• Data in this exercise:
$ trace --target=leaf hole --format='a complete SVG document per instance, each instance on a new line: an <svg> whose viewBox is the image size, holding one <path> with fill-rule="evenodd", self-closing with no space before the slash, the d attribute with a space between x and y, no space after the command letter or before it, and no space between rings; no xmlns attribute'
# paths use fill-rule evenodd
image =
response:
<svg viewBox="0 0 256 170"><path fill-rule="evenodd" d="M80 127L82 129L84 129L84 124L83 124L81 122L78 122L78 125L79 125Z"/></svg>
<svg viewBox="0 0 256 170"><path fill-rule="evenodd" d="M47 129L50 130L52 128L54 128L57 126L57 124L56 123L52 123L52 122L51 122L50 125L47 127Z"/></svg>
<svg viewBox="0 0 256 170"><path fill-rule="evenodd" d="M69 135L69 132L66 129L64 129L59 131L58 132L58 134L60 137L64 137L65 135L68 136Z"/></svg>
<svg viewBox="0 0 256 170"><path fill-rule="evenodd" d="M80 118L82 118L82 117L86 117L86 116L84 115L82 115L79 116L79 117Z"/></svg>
--
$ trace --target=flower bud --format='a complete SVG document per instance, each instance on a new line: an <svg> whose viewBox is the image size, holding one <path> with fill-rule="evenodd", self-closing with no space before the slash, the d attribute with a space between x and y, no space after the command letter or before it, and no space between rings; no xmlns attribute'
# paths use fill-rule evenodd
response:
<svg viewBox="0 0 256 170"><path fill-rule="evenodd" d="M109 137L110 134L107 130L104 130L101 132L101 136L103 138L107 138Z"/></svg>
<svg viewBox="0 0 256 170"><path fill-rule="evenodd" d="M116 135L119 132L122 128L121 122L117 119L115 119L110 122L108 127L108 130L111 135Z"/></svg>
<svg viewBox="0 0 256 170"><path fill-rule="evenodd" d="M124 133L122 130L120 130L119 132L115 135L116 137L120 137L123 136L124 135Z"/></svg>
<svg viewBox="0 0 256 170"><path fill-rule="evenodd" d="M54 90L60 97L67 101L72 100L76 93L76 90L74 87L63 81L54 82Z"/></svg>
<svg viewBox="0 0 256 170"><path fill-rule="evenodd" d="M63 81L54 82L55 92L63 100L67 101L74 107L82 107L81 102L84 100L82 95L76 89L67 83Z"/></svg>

• What is being asked:
Copy the listing from the line containing "trace --target=leaf hole" through the line containing "135L69 132L66 129L64", including both of those lines, with every character kept as it is.

• Result:
$ trace --target=leaf hole --format='a complete SVG document per instance, each instance on a new line: an <svg> whose viewBox is the image size, holding one <path> with fill-rule="evenodd", self-closing with no space before the slash, the d attribute with a space between x and y, no space after the command letter or before it, and no space between rings; no xmlns attribute'
# paths use fill-rule evenodd
image =
response:
<svg viewBox="0 0 256 170"><path fill-rule="evenodd" d="M80 127L82 129L84 129L84 124L83 124L81 122L78 122L78 125L79 125Z"/></svg>
<svg viewBox="0 0 256 170"><path fill-rule="evenodd" d="M47 129L50 130L52 128L54 128L57 126L57 124L56 123L52 123L52 122L51 122L50 125L47 127Z"/></svg>
<svg viewBox="0 0 256 170"><path fill-rule="evenodd" d="M69 135L69 132L66 129L64 129L59 131L58 132L58 134L60 137L64 137L65 135L68 136Z"/></svg>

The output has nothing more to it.